Labeled contour entries:
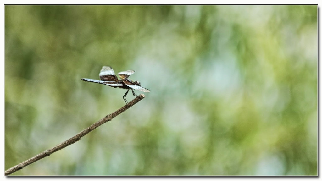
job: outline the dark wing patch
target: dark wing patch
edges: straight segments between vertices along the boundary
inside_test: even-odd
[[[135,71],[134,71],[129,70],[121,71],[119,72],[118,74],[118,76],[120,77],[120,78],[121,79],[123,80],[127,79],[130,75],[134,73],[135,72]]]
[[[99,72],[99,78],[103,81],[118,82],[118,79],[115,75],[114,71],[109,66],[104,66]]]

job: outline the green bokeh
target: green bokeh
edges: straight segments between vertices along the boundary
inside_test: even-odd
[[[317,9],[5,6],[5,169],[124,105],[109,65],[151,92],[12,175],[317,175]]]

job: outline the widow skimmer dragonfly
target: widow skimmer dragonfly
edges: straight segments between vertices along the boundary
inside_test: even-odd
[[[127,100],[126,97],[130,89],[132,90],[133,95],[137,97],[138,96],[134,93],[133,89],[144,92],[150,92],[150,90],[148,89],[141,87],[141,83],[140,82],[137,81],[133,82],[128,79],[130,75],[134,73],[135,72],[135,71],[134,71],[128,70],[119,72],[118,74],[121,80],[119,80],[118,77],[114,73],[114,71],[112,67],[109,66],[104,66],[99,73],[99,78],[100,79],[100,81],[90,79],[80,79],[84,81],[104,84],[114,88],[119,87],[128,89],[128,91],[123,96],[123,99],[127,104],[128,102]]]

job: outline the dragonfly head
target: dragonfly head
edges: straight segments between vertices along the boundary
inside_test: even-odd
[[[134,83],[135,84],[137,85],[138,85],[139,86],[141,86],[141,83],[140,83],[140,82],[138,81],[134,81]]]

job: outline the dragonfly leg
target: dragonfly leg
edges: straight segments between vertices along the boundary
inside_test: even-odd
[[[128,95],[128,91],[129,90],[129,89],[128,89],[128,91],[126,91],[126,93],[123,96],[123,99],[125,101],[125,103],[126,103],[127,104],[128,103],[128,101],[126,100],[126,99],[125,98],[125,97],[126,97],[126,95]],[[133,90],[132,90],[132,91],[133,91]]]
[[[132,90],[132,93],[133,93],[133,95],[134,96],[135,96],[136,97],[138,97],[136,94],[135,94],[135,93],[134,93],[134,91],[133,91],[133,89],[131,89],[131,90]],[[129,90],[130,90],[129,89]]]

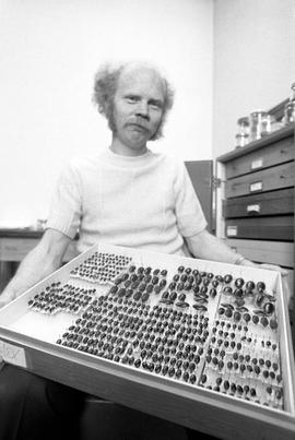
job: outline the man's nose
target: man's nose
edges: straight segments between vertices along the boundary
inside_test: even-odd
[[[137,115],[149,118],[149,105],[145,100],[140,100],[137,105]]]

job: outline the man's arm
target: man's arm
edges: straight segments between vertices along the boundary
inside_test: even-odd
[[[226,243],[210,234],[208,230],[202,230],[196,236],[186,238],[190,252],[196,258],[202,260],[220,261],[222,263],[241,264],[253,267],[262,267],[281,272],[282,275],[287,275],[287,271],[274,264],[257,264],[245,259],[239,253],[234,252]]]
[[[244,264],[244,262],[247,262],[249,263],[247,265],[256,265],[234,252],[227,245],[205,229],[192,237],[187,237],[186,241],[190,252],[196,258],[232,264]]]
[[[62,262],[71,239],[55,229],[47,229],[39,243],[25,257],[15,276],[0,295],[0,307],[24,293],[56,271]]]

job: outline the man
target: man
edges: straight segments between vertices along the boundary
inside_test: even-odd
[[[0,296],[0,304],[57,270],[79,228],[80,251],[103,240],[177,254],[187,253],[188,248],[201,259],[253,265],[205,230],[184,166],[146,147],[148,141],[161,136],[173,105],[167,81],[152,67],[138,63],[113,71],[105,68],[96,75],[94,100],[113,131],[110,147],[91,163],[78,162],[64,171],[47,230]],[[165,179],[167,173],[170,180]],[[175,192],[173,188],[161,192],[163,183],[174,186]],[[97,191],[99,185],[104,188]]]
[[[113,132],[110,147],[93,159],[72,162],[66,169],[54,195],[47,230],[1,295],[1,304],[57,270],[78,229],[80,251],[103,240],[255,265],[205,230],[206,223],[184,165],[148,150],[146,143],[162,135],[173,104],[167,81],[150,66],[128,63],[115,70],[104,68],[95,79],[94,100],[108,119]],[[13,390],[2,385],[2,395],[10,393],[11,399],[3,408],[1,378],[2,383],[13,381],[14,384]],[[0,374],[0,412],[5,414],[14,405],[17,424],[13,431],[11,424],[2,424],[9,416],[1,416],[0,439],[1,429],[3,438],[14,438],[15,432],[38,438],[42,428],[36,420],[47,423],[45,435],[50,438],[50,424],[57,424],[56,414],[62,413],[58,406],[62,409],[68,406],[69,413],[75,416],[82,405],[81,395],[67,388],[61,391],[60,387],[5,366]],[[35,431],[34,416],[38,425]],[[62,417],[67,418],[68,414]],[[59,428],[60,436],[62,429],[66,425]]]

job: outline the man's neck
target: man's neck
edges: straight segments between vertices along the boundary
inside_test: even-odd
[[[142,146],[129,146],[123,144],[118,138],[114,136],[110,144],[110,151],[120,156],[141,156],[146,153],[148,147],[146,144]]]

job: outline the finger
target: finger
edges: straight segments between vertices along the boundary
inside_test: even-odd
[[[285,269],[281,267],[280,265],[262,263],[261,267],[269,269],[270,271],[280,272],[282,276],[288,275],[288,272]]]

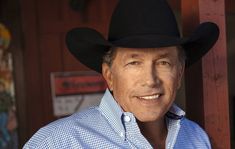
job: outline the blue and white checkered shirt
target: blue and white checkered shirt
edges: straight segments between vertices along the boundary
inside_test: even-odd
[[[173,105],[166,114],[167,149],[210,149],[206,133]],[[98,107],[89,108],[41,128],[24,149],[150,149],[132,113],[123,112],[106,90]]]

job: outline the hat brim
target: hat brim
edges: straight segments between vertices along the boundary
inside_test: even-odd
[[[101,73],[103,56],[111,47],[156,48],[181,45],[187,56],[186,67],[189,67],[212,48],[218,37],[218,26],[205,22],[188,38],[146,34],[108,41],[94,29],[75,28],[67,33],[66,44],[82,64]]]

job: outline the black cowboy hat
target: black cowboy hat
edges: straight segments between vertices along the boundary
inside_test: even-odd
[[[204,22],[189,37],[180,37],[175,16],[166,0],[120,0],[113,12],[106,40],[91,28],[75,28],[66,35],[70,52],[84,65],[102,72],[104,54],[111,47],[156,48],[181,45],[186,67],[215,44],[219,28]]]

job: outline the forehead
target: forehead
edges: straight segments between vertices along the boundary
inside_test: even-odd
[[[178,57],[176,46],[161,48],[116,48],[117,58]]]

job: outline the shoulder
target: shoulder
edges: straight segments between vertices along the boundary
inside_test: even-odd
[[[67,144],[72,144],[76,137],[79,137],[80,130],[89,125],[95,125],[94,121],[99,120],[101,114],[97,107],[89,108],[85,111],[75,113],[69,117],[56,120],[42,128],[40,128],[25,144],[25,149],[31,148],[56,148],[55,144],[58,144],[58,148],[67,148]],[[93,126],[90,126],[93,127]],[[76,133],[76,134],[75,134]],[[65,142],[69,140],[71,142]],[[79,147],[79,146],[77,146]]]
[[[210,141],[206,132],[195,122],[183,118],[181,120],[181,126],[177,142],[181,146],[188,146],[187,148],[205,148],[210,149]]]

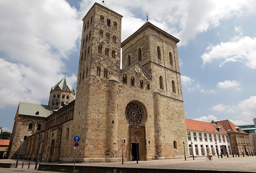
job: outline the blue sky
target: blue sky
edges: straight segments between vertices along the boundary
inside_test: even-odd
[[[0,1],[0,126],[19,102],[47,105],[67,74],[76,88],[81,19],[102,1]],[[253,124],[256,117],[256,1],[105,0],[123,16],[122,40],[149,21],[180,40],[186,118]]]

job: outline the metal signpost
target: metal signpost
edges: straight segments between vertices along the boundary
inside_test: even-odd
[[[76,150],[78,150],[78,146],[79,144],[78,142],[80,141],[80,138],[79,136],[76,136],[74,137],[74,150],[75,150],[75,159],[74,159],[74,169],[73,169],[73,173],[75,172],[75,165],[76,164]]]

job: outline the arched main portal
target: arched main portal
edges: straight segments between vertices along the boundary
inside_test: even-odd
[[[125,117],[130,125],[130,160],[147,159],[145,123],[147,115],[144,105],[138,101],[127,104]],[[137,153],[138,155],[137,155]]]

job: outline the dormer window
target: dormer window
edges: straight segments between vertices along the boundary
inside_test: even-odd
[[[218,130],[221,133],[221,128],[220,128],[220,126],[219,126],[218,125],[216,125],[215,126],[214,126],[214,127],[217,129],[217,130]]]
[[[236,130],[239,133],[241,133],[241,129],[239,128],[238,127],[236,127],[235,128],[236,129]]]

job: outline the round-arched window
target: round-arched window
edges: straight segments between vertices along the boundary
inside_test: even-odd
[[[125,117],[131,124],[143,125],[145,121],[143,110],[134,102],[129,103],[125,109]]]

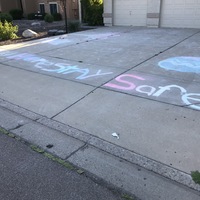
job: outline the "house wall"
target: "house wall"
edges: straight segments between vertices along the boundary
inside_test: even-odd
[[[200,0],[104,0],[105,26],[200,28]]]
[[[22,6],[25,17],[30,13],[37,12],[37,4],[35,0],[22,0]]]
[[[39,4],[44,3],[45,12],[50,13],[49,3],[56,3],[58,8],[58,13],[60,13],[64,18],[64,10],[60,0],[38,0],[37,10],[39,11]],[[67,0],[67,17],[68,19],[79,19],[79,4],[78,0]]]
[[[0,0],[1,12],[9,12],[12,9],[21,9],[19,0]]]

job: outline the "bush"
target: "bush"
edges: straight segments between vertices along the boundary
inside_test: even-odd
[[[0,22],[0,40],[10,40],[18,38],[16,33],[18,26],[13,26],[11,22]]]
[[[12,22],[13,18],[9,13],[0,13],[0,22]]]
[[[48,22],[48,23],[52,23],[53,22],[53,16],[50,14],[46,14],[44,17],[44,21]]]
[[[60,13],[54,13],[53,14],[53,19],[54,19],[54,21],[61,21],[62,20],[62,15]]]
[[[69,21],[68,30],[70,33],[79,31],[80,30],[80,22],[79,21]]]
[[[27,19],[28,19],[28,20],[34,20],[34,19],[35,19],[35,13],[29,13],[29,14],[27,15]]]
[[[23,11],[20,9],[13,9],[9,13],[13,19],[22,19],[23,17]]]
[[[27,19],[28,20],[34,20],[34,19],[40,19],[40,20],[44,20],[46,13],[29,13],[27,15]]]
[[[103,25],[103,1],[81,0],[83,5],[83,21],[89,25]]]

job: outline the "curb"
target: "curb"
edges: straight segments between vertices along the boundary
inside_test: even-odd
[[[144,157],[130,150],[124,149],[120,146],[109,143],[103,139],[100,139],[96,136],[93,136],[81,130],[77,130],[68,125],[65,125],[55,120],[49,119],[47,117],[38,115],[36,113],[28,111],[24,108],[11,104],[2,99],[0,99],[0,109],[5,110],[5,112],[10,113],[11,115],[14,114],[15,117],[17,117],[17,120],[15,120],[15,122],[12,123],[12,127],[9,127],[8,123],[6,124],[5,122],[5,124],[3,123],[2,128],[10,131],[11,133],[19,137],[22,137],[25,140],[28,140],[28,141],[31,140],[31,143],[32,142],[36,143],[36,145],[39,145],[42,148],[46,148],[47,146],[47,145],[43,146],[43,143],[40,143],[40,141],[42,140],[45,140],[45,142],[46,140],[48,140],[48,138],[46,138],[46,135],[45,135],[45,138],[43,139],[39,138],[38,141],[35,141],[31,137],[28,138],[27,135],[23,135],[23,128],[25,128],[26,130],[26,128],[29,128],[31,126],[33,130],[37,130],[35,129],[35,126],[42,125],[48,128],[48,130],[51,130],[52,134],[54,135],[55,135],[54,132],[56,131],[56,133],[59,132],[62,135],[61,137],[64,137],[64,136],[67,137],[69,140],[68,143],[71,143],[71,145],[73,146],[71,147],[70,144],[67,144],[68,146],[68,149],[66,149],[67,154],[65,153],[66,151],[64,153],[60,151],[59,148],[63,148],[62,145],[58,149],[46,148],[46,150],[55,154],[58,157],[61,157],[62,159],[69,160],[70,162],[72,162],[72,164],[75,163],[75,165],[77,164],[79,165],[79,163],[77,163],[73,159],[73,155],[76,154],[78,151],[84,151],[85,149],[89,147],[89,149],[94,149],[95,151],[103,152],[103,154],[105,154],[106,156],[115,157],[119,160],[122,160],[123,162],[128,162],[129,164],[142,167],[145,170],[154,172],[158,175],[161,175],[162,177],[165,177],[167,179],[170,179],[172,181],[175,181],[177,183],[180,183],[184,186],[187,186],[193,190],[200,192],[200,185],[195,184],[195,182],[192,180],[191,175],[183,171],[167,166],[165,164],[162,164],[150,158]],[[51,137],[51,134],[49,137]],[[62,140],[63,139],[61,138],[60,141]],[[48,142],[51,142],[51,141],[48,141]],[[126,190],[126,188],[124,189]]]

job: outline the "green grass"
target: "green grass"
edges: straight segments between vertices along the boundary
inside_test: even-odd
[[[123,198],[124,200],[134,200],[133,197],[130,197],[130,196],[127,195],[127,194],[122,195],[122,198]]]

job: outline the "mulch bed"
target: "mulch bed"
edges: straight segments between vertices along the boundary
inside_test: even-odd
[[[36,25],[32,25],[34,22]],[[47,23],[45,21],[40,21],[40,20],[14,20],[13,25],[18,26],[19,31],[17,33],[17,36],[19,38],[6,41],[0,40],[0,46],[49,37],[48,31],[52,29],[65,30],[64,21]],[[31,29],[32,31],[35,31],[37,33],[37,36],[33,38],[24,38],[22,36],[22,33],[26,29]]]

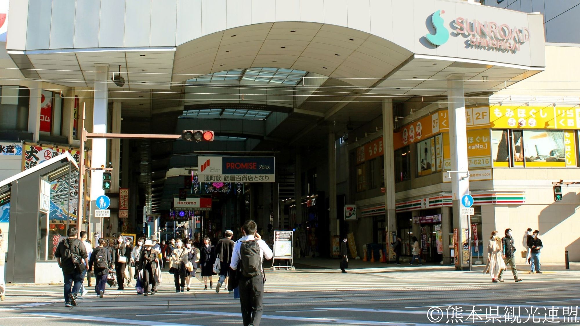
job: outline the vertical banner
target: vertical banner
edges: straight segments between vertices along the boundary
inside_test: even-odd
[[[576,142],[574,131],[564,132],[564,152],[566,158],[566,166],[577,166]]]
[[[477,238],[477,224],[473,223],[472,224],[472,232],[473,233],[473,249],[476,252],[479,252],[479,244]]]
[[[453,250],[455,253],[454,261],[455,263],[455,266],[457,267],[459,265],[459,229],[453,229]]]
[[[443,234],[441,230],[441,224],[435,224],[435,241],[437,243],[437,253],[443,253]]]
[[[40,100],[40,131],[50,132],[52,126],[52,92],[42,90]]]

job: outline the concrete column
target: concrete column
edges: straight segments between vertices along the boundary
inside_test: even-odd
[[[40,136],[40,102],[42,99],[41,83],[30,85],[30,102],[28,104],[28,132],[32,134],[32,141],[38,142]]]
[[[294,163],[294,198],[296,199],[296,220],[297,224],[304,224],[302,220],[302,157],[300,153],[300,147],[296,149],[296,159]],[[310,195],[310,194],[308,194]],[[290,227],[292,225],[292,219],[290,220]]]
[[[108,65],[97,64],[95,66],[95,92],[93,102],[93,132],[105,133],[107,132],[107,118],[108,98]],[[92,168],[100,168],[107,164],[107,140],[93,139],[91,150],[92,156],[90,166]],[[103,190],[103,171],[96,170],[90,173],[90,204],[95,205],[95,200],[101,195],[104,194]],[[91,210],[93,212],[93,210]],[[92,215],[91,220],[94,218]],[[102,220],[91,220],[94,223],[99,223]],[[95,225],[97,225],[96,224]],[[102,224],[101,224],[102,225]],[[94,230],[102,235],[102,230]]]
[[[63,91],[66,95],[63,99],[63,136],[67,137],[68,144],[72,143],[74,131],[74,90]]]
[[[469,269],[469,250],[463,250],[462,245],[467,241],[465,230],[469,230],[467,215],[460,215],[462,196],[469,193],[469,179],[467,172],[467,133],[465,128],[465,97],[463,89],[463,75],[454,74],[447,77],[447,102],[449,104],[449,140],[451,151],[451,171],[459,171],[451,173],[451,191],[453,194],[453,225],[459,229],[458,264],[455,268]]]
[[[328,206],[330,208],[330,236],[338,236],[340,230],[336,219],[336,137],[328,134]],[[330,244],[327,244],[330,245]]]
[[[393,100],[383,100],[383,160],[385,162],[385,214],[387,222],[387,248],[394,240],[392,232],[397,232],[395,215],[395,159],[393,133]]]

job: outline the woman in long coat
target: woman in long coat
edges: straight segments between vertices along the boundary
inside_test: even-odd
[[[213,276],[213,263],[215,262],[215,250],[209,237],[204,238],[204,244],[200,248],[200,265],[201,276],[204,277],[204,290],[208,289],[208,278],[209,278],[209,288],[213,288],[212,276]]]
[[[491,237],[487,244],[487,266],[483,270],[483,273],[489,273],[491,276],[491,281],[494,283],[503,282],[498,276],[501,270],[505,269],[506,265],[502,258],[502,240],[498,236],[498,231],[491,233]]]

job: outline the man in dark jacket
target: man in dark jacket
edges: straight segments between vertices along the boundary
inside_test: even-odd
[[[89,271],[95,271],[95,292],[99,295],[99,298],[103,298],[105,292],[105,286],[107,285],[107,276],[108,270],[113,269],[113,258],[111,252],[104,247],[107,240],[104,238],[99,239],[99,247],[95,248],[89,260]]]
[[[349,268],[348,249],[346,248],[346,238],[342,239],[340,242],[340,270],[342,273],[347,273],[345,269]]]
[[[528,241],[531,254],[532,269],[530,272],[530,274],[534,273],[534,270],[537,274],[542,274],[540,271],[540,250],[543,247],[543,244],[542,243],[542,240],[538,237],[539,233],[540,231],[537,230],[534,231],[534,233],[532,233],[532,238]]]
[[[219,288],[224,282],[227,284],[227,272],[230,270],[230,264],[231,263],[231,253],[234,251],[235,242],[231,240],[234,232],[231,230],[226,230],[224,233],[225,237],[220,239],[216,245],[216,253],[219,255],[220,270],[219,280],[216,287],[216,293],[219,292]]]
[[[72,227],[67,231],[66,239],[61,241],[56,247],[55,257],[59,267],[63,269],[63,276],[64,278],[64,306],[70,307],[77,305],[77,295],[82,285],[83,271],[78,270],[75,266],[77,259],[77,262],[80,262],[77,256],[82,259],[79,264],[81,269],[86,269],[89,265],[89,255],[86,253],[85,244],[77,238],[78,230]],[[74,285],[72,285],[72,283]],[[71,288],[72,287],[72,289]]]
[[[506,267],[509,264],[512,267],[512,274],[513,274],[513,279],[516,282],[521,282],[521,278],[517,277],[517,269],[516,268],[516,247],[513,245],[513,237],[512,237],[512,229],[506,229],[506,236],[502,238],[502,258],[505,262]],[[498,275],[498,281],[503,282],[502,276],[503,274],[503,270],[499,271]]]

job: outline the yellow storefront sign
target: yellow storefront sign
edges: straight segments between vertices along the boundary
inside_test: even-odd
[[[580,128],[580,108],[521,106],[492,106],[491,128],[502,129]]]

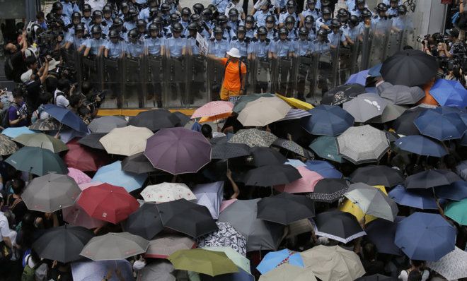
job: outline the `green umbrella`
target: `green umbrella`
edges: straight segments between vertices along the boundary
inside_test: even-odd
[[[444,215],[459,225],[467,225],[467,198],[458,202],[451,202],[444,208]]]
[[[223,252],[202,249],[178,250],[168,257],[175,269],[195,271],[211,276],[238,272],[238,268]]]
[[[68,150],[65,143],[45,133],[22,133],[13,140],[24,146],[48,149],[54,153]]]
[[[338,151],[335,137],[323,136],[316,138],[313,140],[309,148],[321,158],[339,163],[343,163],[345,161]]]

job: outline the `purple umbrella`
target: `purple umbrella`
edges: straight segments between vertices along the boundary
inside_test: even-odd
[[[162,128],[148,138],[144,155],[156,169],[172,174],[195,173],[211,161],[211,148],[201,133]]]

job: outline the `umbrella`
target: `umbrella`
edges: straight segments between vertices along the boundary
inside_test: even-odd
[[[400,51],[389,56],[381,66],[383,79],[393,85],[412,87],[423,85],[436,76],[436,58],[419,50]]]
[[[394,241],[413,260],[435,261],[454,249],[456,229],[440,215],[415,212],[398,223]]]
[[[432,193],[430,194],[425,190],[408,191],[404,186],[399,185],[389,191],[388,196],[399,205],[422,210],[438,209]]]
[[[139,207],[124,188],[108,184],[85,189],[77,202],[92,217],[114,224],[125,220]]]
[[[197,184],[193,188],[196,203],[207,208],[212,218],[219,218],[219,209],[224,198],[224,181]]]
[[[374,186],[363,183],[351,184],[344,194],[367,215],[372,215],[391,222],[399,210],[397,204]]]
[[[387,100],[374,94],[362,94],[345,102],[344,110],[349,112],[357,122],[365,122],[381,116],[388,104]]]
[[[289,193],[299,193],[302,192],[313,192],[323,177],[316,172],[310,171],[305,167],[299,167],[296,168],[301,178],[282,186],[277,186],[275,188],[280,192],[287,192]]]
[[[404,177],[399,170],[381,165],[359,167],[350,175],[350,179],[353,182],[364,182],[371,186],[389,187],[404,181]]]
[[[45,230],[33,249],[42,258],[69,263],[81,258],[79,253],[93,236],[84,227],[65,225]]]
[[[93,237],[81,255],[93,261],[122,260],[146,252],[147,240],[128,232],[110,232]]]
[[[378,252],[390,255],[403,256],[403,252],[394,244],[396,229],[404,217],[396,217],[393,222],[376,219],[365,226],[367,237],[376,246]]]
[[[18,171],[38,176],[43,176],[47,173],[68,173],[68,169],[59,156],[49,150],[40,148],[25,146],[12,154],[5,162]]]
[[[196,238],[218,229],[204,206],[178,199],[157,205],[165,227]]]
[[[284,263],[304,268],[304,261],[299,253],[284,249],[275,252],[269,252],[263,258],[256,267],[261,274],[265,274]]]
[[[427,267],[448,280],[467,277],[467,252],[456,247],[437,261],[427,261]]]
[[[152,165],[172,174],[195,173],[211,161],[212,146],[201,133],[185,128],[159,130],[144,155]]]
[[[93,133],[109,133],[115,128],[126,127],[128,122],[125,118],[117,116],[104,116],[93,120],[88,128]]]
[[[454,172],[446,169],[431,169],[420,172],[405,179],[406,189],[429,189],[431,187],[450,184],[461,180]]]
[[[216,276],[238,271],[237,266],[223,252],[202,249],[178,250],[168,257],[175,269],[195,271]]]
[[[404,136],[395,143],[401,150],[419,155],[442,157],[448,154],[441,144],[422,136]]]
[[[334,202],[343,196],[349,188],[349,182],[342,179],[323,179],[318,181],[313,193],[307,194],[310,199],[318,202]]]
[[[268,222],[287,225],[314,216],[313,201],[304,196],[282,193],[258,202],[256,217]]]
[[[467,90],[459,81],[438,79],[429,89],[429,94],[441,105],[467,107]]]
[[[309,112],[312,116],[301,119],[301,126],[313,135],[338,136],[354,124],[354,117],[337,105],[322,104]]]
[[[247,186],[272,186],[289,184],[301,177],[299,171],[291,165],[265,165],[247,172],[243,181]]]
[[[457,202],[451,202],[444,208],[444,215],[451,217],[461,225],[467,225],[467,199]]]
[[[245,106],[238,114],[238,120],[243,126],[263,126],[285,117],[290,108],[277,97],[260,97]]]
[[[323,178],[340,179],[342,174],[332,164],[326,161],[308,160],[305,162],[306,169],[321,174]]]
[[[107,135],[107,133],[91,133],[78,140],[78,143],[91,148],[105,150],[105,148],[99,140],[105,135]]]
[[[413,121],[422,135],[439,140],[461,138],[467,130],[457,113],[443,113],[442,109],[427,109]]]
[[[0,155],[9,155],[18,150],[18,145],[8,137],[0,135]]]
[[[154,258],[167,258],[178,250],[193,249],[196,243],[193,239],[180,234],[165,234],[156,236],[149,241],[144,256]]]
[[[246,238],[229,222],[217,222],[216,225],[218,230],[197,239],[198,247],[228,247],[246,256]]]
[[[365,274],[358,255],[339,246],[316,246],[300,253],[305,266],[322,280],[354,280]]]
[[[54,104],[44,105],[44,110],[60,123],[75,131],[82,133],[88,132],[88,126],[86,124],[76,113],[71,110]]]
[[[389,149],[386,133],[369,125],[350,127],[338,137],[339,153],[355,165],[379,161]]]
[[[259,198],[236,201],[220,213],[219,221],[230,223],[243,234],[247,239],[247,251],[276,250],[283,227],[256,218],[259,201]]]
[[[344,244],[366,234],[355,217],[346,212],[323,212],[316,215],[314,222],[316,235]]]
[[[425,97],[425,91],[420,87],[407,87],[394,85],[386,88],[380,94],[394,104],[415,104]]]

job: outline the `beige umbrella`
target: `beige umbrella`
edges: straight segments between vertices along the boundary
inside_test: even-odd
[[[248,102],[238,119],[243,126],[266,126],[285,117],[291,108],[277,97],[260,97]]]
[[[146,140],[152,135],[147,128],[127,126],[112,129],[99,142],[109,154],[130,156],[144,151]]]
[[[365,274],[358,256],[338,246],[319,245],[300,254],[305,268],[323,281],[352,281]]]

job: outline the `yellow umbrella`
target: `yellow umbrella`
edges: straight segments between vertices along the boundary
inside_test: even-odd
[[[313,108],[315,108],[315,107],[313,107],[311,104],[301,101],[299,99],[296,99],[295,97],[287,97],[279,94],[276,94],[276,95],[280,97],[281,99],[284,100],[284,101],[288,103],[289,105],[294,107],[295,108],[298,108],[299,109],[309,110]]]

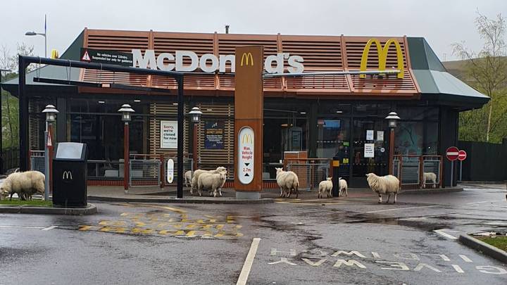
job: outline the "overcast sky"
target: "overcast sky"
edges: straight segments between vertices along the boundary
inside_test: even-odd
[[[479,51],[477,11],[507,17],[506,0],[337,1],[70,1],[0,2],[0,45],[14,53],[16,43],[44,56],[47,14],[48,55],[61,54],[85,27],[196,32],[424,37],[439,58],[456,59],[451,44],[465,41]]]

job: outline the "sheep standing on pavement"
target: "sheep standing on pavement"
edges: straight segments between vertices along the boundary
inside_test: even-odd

> [Written instruction]: Return each line of the material that contains the string "purple", treating uppercase and lowercase as different.

> [In response]:
job: outline the `purple umbrella`
target: `purple umbrella`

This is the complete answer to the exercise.